[start of Records provided]

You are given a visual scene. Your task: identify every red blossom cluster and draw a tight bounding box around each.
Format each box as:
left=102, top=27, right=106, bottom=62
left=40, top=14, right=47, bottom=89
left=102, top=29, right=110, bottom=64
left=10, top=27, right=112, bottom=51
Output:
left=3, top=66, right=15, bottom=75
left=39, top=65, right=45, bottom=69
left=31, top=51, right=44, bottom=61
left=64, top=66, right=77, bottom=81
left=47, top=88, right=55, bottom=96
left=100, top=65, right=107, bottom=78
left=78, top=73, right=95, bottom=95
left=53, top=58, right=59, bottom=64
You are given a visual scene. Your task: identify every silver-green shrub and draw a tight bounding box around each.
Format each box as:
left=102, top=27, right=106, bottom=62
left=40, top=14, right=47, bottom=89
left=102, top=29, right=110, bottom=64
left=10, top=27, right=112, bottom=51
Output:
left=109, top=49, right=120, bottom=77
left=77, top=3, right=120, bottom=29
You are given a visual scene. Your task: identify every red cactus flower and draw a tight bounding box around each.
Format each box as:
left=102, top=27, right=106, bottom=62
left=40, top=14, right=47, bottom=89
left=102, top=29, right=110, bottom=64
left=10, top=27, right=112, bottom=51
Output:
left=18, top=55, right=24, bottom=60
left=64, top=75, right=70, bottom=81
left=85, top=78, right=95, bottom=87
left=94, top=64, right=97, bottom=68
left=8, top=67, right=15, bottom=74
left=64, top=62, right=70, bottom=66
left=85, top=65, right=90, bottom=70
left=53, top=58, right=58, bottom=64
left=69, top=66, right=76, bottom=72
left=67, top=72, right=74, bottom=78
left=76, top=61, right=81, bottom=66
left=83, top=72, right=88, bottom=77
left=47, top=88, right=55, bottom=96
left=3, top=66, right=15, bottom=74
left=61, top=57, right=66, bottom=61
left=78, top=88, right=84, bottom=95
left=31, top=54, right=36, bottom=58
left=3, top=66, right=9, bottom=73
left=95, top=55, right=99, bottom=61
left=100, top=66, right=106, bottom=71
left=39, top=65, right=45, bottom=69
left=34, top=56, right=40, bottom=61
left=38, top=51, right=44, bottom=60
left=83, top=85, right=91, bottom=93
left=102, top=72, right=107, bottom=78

[end of Records provided]

■ **The task**: Copy out all of the data above verbatim, keeping every line and character unchanged.

■ **Task response**:
You are given a visual scene. Your task: identify every red blossom cluster and draw a tight bounding box around each.
Format each box as:
left=102, top=27, right=106, bottom=62
left=40, top=14, right=47, bottom=89
left=102, top=29, right=110, bottom=64
left=10, top=27, right=112, bottom=51
Output:
left=3, top=66, right=15, bottom=75
left=39, top=65, right=45, bottom=69
left=31, top=51, right=44, bottom=61
left=64, top=66, right=77, bottom=81
left=47, top=88, right=55, bottom=96
left=100, top=65, right=107, bottom=78
left=78, top=73, right=95, bottom=95
left=53, top=58, right=59, bottom=64
You are given a visual scene. Your task: identify every silver-green shrub and draw a tight bounding box around each.
Format each box as:
left=102, top=27, right=106, bottom=62
left=40, top=14, right=47, bottom=89
left=102, top=29, right=110, bottom=64
left=10, top=27, right=112, bottom=51
Output:
left=109, top=49, right=120, bottom=77
left=77, top=3, right=120, bottom=29
You are given a visual scene. Your task: identify every red cactus flower and draw a tight bounding box around each.
Format each box as:
left=102, top=27, right=106, bottom=62
left=40, top=14, right=47, bottom=89
left=102, top=29, right=110, bottom=64
left=10, top=27, right=112, bottom=51
Output:
left=18, top=55, right=24, bottom=60
left=64, top=75, right=70, bottom=81
left=85, top=78, right=95, bottom=87
left=94, top=64, right=97, bottom=68
left=8, top=67, right=15, bottom=74
left=64, top=62, right=70, bottom=66
left=85, top=65, right=90, bottom=70
left=53, top=58, right=58, bottom=64
left=69, top=66, right=76, bottom=72
left=67, top=72, right=74, bottom=78
left=76, top=61, right=81, bottom=66
left=83, top=72, right=88, bottom=77
left=47, top=88, right=55, bottom=96
left=3, top=66, right=15, bottom=74
left=61, top=57, right=66, bottom=61
left=78, top=88, right=84, bottom=95
left=31, top=54, right=36, bottom=58
left=3, top=66, right=9, bottom=73
left=95, top=55, right=99, bottom=61
left=100, top=66, right=106, bottom=71
left=39, top=65, right=45, bottom=69
left=34, top=56, right=40, bottom=61
left=38, top=51, right=44, bottom=60
left=83, top=85, right=91, bottom=93
left=102, top=72, right=107, bottom=78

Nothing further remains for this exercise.